> WHAT IS EXPECTED
So that the copy matches the original, write out every entry exactly.

> DATA FOR REVIEW
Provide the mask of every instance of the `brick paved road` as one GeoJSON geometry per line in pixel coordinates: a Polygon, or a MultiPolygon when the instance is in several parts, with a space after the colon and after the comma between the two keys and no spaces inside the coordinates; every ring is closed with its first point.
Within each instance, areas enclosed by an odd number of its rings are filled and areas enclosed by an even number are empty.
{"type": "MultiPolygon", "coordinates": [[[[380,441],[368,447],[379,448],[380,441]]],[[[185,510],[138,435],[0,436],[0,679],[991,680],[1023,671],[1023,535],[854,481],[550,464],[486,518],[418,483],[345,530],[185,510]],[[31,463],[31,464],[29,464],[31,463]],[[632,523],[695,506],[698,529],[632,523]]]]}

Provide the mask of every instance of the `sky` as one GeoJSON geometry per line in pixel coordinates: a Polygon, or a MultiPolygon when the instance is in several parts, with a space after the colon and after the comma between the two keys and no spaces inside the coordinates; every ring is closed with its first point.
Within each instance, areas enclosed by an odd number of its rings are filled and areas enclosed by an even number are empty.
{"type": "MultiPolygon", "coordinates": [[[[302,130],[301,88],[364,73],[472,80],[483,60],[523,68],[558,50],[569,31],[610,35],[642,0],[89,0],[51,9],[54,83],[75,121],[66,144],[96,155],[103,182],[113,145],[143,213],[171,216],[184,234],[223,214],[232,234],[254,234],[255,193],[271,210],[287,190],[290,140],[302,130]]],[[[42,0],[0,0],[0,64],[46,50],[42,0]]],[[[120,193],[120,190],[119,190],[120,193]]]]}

> TASK SOLUTION
Provide the mask of every instance of the `brick paved road` as one GeoJSON geometry per line in pixel coordinates: a Polygon, or a MultiPolygon when the instance is in several parts, with a space after the colon and after the comma between the two keys and no spaces inside the coordinates; every ring is closed with its first point.
Within each instance, areas enclosed by an odd number of its rings are filled and areas enclosed by an even number are empty.
{"type": "MultiPolygon", "coordinates": [[[[380,441],[368,447],[379,448],[380,441]]],[[[185,510],[138,435],[0,436],[0,679],[991,680],[1023,671],[1023,535],[854,481],[550,464],[486,518],[418,483],[345,530],[185,510]],[[31,463],[31,464],[29,464],[31,463]],[[632,523],[695,506],[698,529],[632,523]]]]}

Provide the mask of every instance of the `sky` as one GeoJSON geometry per line in pixel coordinates: a Polygon, or a MultiPolygon when the instance is in several parts, with a space after the colon and after the comma between the two keys and no spaces inside the coordinates; every ring is closed with its first point.
Within each instance, areas enclosed by an odd number of its rings are filled and areas enclosed by an even number are empty.
{"type": "MultiPolygon", "coordinates": [[[[302,130],[301,88],[364,73],[472,80],[483,60],[523,68],[558,50],[569,31],[610,35],[642,0],[89,0],[51,9],[54,83],[75,121],[66,144],[96,155],[103,182],[113,145],[143,213],[171,216],[184,234],[223,214],[232,234],[254,234],[255,193],[271,210],[287,190],[290,140],[302,130]]],[[[42,0],[0,0],[0,64],[46,50],[42,0]]],[[[120,193],[120,190],[119,190],[120,193]]]]}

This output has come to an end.